* PROBLEM DETAILS
Print the records below exactly. Omit every picture.
▽
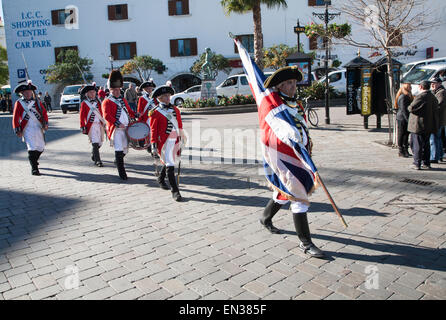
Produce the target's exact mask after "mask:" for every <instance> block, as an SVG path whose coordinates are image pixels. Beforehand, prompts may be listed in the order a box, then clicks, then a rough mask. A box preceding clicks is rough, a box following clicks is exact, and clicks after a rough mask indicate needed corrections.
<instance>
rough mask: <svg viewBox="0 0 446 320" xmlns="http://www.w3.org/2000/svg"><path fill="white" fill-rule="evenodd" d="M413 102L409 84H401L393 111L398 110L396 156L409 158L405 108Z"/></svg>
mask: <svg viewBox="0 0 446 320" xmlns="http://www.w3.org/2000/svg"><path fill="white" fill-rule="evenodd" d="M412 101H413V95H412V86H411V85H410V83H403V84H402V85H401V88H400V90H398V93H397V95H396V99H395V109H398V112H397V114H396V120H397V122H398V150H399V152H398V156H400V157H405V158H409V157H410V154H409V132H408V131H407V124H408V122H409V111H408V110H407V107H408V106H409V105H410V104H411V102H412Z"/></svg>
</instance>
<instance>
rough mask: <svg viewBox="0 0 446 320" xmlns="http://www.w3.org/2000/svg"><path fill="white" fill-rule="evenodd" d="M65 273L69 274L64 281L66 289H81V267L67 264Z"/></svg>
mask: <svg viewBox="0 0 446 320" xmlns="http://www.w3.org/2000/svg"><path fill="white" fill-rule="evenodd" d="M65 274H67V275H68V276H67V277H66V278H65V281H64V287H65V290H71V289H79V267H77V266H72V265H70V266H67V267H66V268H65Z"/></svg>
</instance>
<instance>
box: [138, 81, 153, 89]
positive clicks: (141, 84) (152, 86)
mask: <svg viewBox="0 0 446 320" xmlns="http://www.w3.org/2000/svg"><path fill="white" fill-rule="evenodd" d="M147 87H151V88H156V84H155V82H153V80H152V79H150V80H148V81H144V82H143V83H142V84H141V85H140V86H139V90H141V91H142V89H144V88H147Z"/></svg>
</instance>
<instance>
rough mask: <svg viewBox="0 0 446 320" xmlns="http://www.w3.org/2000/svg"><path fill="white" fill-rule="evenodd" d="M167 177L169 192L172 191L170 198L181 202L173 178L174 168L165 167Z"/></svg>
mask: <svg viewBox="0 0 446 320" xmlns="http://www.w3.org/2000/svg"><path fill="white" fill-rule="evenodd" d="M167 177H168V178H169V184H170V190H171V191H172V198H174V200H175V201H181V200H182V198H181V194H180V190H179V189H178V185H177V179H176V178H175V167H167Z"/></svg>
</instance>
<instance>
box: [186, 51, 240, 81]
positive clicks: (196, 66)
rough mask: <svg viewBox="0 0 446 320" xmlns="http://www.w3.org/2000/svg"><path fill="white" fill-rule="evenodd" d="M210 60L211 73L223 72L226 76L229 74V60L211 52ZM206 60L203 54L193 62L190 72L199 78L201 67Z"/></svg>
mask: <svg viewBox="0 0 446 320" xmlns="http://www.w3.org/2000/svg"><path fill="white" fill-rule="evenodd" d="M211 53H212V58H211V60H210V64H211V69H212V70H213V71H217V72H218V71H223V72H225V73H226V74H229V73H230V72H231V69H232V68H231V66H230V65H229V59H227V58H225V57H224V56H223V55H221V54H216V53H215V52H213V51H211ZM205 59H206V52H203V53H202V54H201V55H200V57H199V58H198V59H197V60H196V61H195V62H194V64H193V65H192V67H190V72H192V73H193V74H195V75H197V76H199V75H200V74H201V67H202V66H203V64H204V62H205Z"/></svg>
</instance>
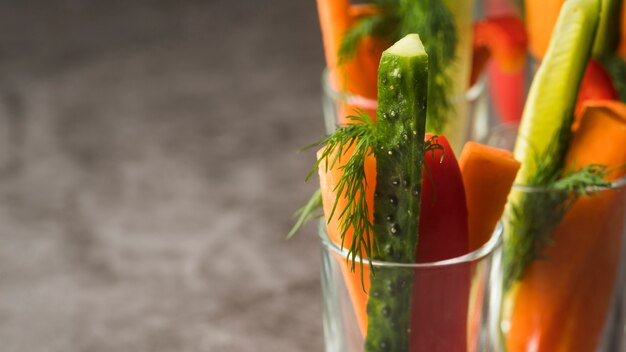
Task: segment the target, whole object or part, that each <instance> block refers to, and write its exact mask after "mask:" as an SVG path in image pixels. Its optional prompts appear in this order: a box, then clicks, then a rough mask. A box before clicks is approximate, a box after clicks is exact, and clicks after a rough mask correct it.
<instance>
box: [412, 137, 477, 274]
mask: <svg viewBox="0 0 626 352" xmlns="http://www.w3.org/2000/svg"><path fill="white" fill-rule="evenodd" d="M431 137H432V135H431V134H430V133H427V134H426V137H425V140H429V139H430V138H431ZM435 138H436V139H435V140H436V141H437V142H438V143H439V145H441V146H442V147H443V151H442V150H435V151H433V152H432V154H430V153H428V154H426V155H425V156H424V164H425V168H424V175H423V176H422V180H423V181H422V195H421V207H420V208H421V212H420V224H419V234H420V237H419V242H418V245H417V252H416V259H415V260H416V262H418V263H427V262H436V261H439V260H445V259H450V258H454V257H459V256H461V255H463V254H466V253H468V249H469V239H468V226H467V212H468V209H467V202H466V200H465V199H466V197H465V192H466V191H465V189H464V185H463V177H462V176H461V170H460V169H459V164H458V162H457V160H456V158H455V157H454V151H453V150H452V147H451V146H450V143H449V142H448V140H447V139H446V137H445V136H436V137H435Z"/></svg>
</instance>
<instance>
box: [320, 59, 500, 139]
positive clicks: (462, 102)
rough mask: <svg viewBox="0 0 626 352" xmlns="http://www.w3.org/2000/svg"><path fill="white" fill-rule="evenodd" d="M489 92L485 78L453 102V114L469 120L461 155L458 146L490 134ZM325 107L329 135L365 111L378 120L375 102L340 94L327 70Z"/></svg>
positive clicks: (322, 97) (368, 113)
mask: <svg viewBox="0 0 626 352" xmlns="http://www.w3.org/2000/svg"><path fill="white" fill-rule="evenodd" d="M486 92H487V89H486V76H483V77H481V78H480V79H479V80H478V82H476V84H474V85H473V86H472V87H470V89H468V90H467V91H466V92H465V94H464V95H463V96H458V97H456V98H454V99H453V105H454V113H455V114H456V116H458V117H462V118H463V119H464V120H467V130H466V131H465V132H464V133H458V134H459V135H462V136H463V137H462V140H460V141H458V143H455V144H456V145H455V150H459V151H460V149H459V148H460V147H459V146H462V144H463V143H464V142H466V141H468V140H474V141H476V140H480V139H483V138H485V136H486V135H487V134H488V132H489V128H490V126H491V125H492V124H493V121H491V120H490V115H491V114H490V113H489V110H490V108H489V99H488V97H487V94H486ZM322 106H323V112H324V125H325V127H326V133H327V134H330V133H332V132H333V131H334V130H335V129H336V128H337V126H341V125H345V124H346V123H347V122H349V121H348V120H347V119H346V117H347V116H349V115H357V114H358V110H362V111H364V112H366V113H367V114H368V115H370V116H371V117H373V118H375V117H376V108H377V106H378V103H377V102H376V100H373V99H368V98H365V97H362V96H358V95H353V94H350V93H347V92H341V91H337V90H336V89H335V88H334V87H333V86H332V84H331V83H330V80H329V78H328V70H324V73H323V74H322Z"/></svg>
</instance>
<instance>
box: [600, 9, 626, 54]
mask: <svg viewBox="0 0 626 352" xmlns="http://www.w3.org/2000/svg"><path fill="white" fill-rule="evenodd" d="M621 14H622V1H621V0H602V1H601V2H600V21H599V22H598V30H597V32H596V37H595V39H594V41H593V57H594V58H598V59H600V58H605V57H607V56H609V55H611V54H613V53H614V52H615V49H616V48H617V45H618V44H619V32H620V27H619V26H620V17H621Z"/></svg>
△
* EXERCISE RESPONSE
Produce the target's exact mask after "mask:" for every <instance> block, as an SVG path whose coordinates are image pixels. Beforehand, prompts may be listed in the order a box, then clicks, then a rough mask. A box preceding clicks is rough, a box following clicks is exact, and clicks after a rough mask indicate needed corrections.
<instance>
rough mask: <svg viewBox="0 0 446 320" xmlns="http://www.w3.org/2000/svg"><path fill="white" fill-rule="evenodd" d="M413 102L409 84H401L393 111L398 110L396 156L409 158L405 108Z"/></svg>
mask: <svg viewBox="0 0 446 320" xmlns="http://www.w3.org/2000/svg"><path fill="white" fill-rule="evenodd" d="M412 101H413V95H412V86H411V85H410V83H403V84H402V85H401V88H400V90H398V93H397V95H396V99H395V109H398V112H397V114H396V120H397V122H398V150H399V152H398V156H400V157H405V158H409V157H410V154H409V132H408V131H407V124H408V122H409V111H408V110H407V107H408V106H409V105H410V104H411V102H412Z"/></svg>
</instance>
<instance>
rough mask: <svg viewBox="0 0 446 320" xmlns="http://www.w3.org/2000/svg"><path fill="white" fill-rule="evenodd" d="M65 273L69 274L64 281L66 289H81V267L67 264Z"/></svg>
mask: <svg viewBox="0 0 446 320" xmlns="http://www.w3.org/2000/svg"><path fill="white" fill-rule="evenodd" d="M65 274H67V275H68V276H67V277H66V278H65V281H64V287H65V290H71V289H79V267H77V266H72V265H70V266H67V267H66V268H65Z"/></svg>
</instance>
<instance>
box: [138, 81, 153, 89]
positive clicks: (141, 84) (152, 86)
mask: <svg viewBox="0 0 446 320" xmlns="http://www.w3.org/2000/svg"><path fill="white" fill-rule="evenodd" d="M147 87H151V88H156V84H155V82H153V80H152V79H150V80H148V81H144V82H143V83H142V84H141V85H140V86H139V90H141V91H142V89H144V88H147Z"/></svg>
</instance>
<instance>
rough mask: <svg viewBox="0 0 446 320" xmlns="http://www.w3.org/2000/svg"><path fill="white" fill-rule="evenodd" d="M167 177L169 192L172 191L170 198L181 202L173 178L174 168L165 167Z"/></svg>
mask: <svg viewBox="0 0 446 320" xmlns="http://www.w3.org/2000/svg"><path fill="white" fill-rule="evenodd" d="M167 177H168V178H169V184H170V190H171V191H172V198H174V200H175V201H181V200H182V198H181V194H180V190H179V189H178V185H177V179H176V178H175V167H167Z"/></svg>
</instance>
<instance>
box: [186, 51, 240, 81]
positive clicks: (196, 66)
rough mask: <svg viewBox="0 0 446 320" xmlns="http://www.w3.org/2000/svg"><path fill="white" fill-rule="evenodd" d="M210 60L211 73L223 72L226 76L229 74V60L211 52ZM206 60L203 54L193 62L190 72L199 78L201 67Z"/></svg>
mask: <svg viewBox="0 0 446 320" xmlns="http://www.w3.org/2000/svg"><path fill="white" fill-rule="evenodd" d="M211 53H212V58H211V60H210V64H211V69H212V70H213V71H217V72H218V71H223V72H225V73H226V74H229V73H230V72H231V69H232V68H231V66H230V65H229V59H227V58H225V57H224V56H223V55H221V54H216V53H215V52H213V51H211ZM205 59H206V52H203V53H202V54H201V55H200V57H199V58H198V59H197V60H196V61H195V62H194V64H193V65H192V67H190V72H192V73H193V74H195V75H197V76H199V75H200V74H201V67H202V66H203V64H204V62H205Z"/></svg>
</instance>
Task: segment the target, whole object or part, that each <instance> block refers to, and write its exact mask after "mask:" as an SVG path in image pixels. Its optional prompts appear in this order: a box, then clicks, then a rough mask. A box before clicks is approximate, a box after clicks is exact, and clicks after a rough mask correct it.
<instance>
box: [412, 137, 477, 274]
mask: <svg viewBox="0 0 626 352" xmlns="http://www.w3.org/2000/svg"><path fill="white" fill-rule="evenodd" d="M431 137H432V135H431V134H430V133H427V134H426V137H425V140H429V139H430V138H431ZM435 138H436V139H435V140H436V141H437V142H438V143H439V145H441V146H442V147H443V151H442V150H435V151H433V152H432V154H430V153H428V154H426V155H425V156H424V164H425V168H424V175H423V176H422V180H423V181H422V195H421V207H420V208H421V212H420V224H419V234H420V237H419V242H418V245H417V252H416V259H415V260H416V262H418V263H427V262H436V261H439V260H445V259H450V258H454V257H459V256H461V255H463V254H466V253H468V249H469V239H468V226H467V212H468V209H467V202H466V200H465V199H466V197H465V192H466V191H465V189H464V185H463V177H462V176H461V170H460V169H459V164H458V162H457V160H456V158H455V157H454V151H453V150H452V147H451V146H450V143H449V142H448V140H447V139H446V137H445V136H436V137H435Z"/></svg>
</instance>
<instance>
box: [320, 59, 500, 139]
positive clicks: (462, 102)
rough mask: <svg viewBox="0 0 626 352" xmlns="http://www.w3.org/2000/svg"><path fill="white" fill-rule="evenodd" d="M489 92L485 78L453 102V114L469 120L461 155L458 146L490 134ZM325 107L329 135L365 111L378 120L375 102L340 94L327 70Z"/></svg>
positive clicks: (322, 97) (368, 113)
mask: <svg viewBox="0 0 626 352" xmlns="http://www.w3.org/2000/svg"><path fill="white" fill-rule="evenodd" d="M486 92H487V89H486V76H483V77H481V78H480V79H479V80H478V82H476V84H474V85H473V86H472V87H470V89H468V90H467V91H466V92H465V94H464V95H463V96H458V97H456V98H454V99H453V105H454V113H455V114H456V116H458V117H462V118H463V119H464V120H467V130H466V131H465V132H464V133H458V134H459V135H462V136H463V137H462V140H460V141H458V143H455V144H456V145H455V150H459V151H460V149H459V148H460V147H459V146H462V144H463V143H464V142H466V141H468V140H474V141H476V140H480V139H483V138H485V136H486V135H487V134H488V132H489V128H490V126H491V125H492V124H493V121H491V120H490V115H491V114H490V113H489V110H490V108H489V99H488V97H487V94H486ZM322 106H323V112H324V125H325V127H326V133H327V134H330V133H332V132H333V131H334V130H335V129H336V128H337V126H341V125H345V124H346V123H347V122H349V121H348V120H347V119H346V117H347V116H349V115H357V114H358V110H362V111H364V112H366V113H367V114H368V115H370V116H371V117H373V118H375V117H376V108H377V106H378V103H377V102H376V100H373V99H368V98H365V97H362V96H358V95H353V94H350V93H347V92H341V91H337V90H336V89H335V88H334V87H333V86H332V84H331V83H330V80H329V78H328V70H324V73H323V74H322Z"/></svg>
</instance>
<instance>
box: [600, 9, 626, 54]
mask: <svg viewBox="0 0 626 352" xmlns="http://www.w3.org/2000/svg"><path fill="white" fill-rule="evenodd" d="M621 14H622V1H621V0H602V1H601V2H600V21H599V22H598V30H597V32H596V37H595V39H594V41H593V57H594V58H598V59H600V58H605V57H607V56H609V55H611V54H613V53H614V52H615V49H616V48H617V45H618V44H619V32H620V27H619V26H620V17H621Z"/></svg>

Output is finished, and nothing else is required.